EXERCISE TEXT
Thursday, May 19, 2011

The Cost of Survival

Jerry Seinfeld once said, if your body was a car, you would never buy it because of the upkeep. I think he was specifically talking about transplant patients.
If you read my previous blog post, you know that I am currently trying to raise money for the American Organ Transplant Association. This charity helps pay for the cost of travel, testing, surgery, and aftercare of transplant patients. To give you an example of how expensive it can be to live as an organ transplant recipient, I thought I would go through my past as a patient.

1. When I was 11, my pediatric pulmonologist sent me to Texas Children's Hospital in Houston for a lung Biopsy. I spent 10 days in the hospital and my family had to travel.

2. Next, my parents and I had to move to St. Louis. in 2000, St. Louis Childrens Hospital/ Barnes-Jewish Hospital was the best place in the country to have a lung transplant. Our things had to be stored and we lived in a house with my older brother and his wonderful wife who so graciously took us in.

3. In October 2000, I had a living donor lung transplant. This included an operation on myself, my dad, and on my brother. 3 surgeries, 3 surgeons, triple the cost. Average cost is $550,000. I was in the hospital for 20 days.

SUPPLIED ENTRIES
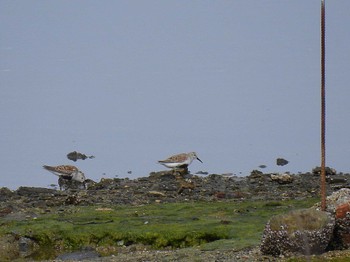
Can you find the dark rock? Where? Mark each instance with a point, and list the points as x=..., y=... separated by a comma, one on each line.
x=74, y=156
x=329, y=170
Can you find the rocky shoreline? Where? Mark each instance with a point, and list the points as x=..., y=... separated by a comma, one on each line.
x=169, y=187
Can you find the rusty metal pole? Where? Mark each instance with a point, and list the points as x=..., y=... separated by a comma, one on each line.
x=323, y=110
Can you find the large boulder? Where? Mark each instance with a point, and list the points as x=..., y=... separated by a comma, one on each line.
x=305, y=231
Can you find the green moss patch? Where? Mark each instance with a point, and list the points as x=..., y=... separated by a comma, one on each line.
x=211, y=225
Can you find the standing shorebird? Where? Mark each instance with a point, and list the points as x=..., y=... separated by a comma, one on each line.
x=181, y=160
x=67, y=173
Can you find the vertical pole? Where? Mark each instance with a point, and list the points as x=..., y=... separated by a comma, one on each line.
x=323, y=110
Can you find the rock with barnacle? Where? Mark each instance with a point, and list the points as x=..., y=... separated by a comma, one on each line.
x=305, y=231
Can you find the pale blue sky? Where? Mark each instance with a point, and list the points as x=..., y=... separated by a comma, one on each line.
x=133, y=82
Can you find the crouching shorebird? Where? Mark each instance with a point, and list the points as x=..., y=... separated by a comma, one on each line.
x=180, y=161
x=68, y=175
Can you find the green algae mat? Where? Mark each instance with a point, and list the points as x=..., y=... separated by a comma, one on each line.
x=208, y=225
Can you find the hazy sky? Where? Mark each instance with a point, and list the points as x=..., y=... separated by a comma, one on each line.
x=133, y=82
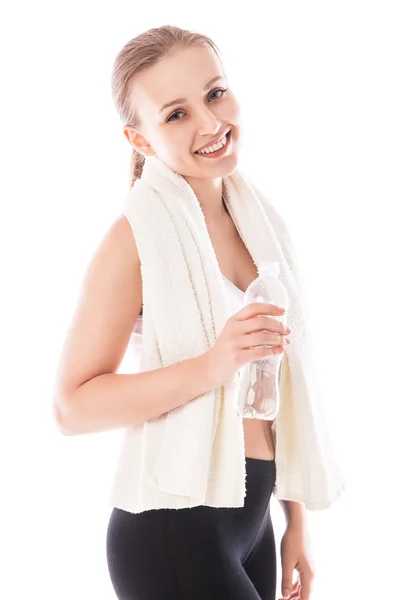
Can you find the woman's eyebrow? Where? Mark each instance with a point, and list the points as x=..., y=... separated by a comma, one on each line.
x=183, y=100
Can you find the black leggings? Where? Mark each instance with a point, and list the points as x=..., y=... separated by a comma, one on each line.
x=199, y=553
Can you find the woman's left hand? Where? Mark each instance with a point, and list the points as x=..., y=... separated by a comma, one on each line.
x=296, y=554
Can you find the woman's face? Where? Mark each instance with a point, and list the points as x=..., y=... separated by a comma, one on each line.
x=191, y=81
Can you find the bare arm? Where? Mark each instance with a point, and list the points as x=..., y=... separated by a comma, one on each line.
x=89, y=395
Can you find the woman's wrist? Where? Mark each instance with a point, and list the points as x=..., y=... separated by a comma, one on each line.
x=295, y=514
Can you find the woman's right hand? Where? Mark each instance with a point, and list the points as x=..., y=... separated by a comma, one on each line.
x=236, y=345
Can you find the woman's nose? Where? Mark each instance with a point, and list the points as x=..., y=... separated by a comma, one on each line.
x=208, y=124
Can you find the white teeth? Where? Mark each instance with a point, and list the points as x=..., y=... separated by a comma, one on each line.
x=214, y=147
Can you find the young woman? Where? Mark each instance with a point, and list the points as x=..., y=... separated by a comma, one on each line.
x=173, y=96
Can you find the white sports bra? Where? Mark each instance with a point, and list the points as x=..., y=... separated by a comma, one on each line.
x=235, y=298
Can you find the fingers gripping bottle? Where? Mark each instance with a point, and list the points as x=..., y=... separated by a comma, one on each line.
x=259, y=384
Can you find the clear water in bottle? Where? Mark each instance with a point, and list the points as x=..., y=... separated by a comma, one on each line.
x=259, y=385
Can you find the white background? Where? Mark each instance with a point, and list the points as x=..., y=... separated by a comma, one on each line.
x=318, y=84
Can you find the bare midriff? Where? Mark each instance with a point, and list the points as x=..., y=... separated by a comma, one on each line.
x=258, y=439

TASKS
a) Reproduce the passage of the transplant-cost blog post from "If you read" up to and including "took us in.".
b) Write the next part of the blog post on the cost of living as a transplant patient, starting right after its final sentence.

OUTPUTS BY TASK
a)
If you read my previous blog post, you know that I am currently trying to raise money for the American Organ Transplant Association. This charity helps pay for the cost of travel, testing, surgery, and aftercare of transplant patients. To give you an example of how expensive it can be to live as an organ transplant recipient, I thought I would go through my past as a patient.

1. When I was 11, my pediatric pulmonologist sent me to Texas Children's Hospital in Houston for a lung Biopsy. I spent 10 days in the hospital and my family had to travel.

2. Next, my parents and I had to move to St. Louis. in 2000, St. Louis Childrens Hospital/ Barnes-Jewish Hospital was the best place in the country to have a lung transplant. Our things had to be stored and we lived in a house with my older brother and his wonderful wife who so graciously took us in.

b)
4. The hospital required us to stay in St. Louis an additional 3 months after for follow up care which included weekly clinic visits, physical therapy, and testing. Afterwards, we had to fly up for follow up appointments every 3 months, then every 6 months, then yearly until I was an adult. Think of all the travel cost over the years from 12 to 18.

5. Transplant patients take 2 types of anti-rejection medication. First either cyclosporine, prograf, or rapamune (I take prograf) and secondly either cellcept or myfortic (I take myfortic). Without insurance, a 90 day supply of only one of these anti-rejection medications is over $2,000. I've been on them for over 10 years. That's $120,000 for one medication. I take 11 different medications daily. I cant imagine how I could ever have survived without great health insurance, which so many people don't have.

6. I am immunosuppressed. I have been hospitalized for CMV, pneumonia, broken limbs, low potassium, dehydration, cryptosporidium, shingles, bronchitis, pulmonary emboli, migraines, and renal failure just to name a few.

7. I went into end stage renal failure twice. The second time, it did not reverse. I had a kidney transplant in September of 2009. Kidney transplants are thought to cost between $150,000 and $300,000. I spent a week in the hospital.

8. I had to get a port placed for phoropheresis. Every hospital in Texas refused to place a vortex port because such port wasn't being used here for transplant rejection. Therefore, my dad and I had to travel to Kansas for the surgery.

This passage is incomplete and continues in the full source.